• EXTRACT TO READ:
They’ve been able to get a good return in a good timeframe and it is what it is it’s a new environment. It’s not what it was, it’s not as lucrative but they’ve been able to do it.
And the ones who’ve said, “No, we’re going to take over the world,” a lot of them have gone under.
And I think a lot of it is because they dumped money into sales and marketing into a market that’s really tough right now and that wasn’t the right use for them.
In my little world of orthopedics and spine, I feel like a lot of people have suffered because they didn’t play to their strength of their technology and they got fighting against a lot of big balance sheets who can do a lot of sales and marketing, and that’s just fundamentally not what they’re about.
Michael Dale: No, it’s not all gloom and doom because there’s still opportunity because the organizations did have an infrastructure in place.
They still need to feed their beast. Their beast needs to grow and everybody knows that all innovation does not come from within.
It’s a big world out there and the smarter organizations, they embrace that. Now, the good thing is in the past you couldn’t sell a product or a service to a strategic unless you had $25 million of revenue growing at 30 percent and every single regulatory burden in the world was checked off.
Well, no one even expects it anymore.
But they are still focused on is their fundamental value proposition and how does that fit. So the world’s adjusted for the large potential acquirer as well as it has for the entrepreneur but who does what I think is the big question going forward. Who is best suited and at what point do you contemplate such an exchange?
Jim Buck: You know, as a pre-revenue CEO, I could say that we’ve talked to other colleagues and everyone kind of does the same wink wink, “Oh yeah, we’re building a company for the long haul and we’re building the company to be a standalone.”
But everybody is just trying to get to a point to converge milestones and get an exit. But you have to play the party line. You have to focus on building a good business, making sound decisions.
And the marketing spend for us, I can tell you, all our marketing spend is on building up to a crescendo of activities to where when the phone rings to the key opinion leaders in cardiac surgery around the world they’re going to say, “Oh yeah, Mardil Medical I know. That’s an interesting technology. That’s exciting technology.”

• TASKS TO CARRY OUT:
• 1. Put this sentence from the transcript into Spanish: "It’s a big world out there and the smarter organizations, they embrace that."
• 2. For each statement, answer yes or no to say whether it agrees with the transcript, and quote the words from the transcript that decide it. (a) Jim Buck describes himself as a pre-revenue CEO. (b) Michael Dale says it is all gloom and doom. (c) Buyers today still expect $25 million of revenue growing at 30 percent.

• PROVIDED MATERIAL:
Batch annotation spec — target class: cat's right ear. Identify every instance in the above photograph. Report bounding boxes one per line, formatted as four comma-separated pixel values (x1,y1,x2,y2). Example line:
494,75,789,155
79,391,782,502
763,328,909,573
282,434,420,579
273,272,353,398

---

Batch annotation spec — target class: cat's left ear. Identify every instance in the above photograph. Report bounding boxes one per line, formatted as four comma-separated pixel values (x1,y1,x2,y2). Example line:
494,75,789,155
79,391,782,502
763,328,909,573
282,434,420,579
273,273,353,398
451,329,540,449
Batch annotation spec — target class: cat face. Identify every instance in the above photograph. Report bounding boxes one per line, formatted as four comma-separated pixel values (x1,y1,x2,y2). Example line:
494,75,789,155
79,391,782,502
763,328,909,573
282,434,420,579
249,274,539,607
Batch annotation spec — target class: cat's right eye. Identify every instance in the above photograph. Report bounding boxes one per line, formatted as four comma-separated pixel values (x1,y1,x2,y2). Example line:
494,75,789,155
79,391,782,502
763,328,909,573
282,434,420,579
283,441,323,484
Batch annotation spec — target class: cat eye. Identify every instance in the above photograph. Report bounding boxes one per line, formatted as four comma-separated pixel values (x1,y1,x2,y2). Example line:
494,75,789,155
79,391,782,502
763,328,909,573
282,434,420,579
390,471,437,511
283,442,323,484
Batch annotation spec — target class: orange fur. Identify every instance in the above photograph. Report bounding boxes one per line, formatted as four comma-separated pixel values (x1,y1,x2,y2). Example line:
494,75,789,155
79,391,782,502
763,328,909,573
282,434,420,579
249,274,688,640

---

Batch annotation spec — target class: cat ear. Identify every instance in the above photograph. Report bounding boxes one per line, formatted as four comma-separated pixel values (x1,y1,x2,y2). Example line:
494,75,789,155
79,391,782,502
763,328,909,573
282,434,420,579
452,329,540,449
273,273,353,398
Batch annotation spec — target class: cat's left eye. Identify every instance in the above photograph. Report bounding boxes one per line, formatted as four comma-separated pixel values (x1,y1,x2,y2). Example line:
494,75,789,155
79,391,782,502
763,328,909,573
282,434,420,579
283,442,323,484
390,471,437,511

• PROBLEM SOLUTIONS:
• 1. Es un mundo grande allá afuera y las organizaciones más inteligentes lo aceptan.

• 2.
(a) Yes: "as a pre-revenue CEO"
(b) No: "No, it’s not all gloom and doom"
(c) No: "Well, no one even expects it anymore."